FRAGMENTO DEL TEXTO>
Una alegría bajo cero
› Por Pablo Capanna
No fue una noche eléctrica, no. En la calle no se percibía el clima de una velada de Luna, mucho menos el de un título mundial. Y aunque adentro una petit multitud tapizaba las butacas del eterno estadio, hubo que fabricar la euforia, que no tenía ni pizca de espontánea.
Esa euforia artificial se generó, especialmente, en el momento de los himnos, como si la contienda entre (habría dicho Caffarelli) el natural de Villa Gesell y el pugilista magyar se hubiera transformado en una cuestión limítrofe. Nos tocaron íntegra la musiquita de Blas Parera, pese a un par de arrestos de la superpullman de cortarla con incipientes aplausos, pero el barítono que llevó (literalmente) la voz cantante, se ve, tenía orden de recordarnos (¿a nosotros o a Velazco?) que juramos con gloria morir.

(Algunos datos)

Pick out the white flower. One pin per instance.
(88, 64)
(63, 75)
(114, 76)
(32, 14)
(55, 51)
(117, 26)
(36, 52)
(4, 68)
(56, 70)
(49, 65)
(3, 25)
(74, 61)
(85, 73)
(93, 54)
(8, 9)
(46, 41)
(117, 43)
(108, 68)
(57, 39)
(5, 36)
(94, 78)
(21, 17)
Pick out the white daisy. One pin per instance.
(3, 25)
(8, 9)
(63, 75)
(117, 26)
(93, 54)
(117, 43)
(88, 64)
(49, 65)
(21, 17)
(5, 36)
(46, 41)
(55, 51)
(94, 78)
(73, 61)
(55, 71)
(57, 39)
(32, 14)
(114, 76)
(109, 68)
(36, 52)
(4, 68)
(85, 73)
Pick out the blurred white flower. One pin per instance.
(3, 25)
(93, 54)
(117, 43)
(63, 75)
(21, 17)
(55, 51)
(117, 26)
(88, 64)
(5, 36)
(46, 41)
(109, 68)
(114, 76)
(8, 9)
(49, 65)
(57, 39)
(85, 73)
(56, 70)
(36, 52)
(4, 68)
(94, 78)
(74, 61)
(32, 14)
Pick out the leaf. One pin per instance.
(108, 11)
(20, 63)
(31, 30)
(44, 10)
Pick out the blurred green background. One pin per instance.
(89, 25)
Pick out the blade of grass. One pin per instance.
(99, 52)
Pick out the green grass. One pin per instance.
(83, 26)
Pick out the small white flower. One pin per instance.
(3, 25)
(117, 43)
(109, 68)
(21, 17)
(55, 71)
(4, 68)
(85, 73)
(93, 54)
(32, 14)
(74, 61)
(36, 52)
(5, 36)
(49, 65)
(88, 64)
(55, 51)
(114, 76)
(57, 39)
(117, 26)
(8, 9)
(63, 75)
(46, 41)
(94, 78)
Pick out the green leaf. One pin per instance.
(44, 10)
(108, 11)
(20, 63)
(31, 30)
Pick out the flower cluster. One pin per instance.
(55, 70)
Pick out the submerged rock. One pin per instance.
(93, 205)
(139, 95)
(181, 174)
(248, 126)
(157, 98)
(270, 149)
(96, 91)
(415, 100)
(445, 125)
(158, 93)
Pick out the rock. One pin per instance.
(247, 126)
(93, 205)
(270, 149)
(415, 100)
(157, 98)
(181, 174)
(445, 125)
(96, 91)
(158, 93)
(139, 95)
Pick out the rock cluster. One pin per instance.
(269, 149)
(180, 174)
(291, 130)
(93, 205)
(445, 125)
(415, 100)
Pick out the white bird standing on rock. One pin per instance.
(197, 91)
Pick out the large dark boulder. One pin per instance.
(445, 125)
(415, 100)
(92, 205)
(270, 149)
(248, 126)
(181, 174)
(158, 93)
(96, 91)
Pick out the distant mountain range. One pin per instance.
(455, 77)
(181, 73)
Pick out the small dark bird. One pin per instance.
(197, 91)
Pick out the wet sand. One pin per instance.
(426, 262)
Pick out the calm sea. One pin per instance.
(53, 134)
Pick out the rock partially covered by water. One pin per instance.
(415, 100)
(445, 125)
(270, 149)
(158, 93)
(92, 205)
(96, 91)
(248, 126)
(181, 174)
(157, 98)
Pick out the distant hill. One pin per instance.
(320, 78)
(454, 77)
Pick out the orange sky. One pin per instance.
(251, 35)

TU TAREA>
Indica si cada una de estas afirmaciones coincide con el texto sobre la velada de boxeo, respondiendo sí o no y citando textualmente las palabras del texto que lo deciden.
1. La euforia dentro del estadio fue espontánea.
2. Se tocó completa la música de Blas Parera.
3. En la calle se percibía el clima de un título mundial.

LA RESPUESTA>
1. No: «hubo que fabricar la euforia, que no tenía ni pizca de espontánea».
2. Sí: «Nos tocaron íntegra la musiquita de Blas Parera».
3. No: «En la calle no se percibía el clima de una velada de Luna, mucho menos el de un título mundial».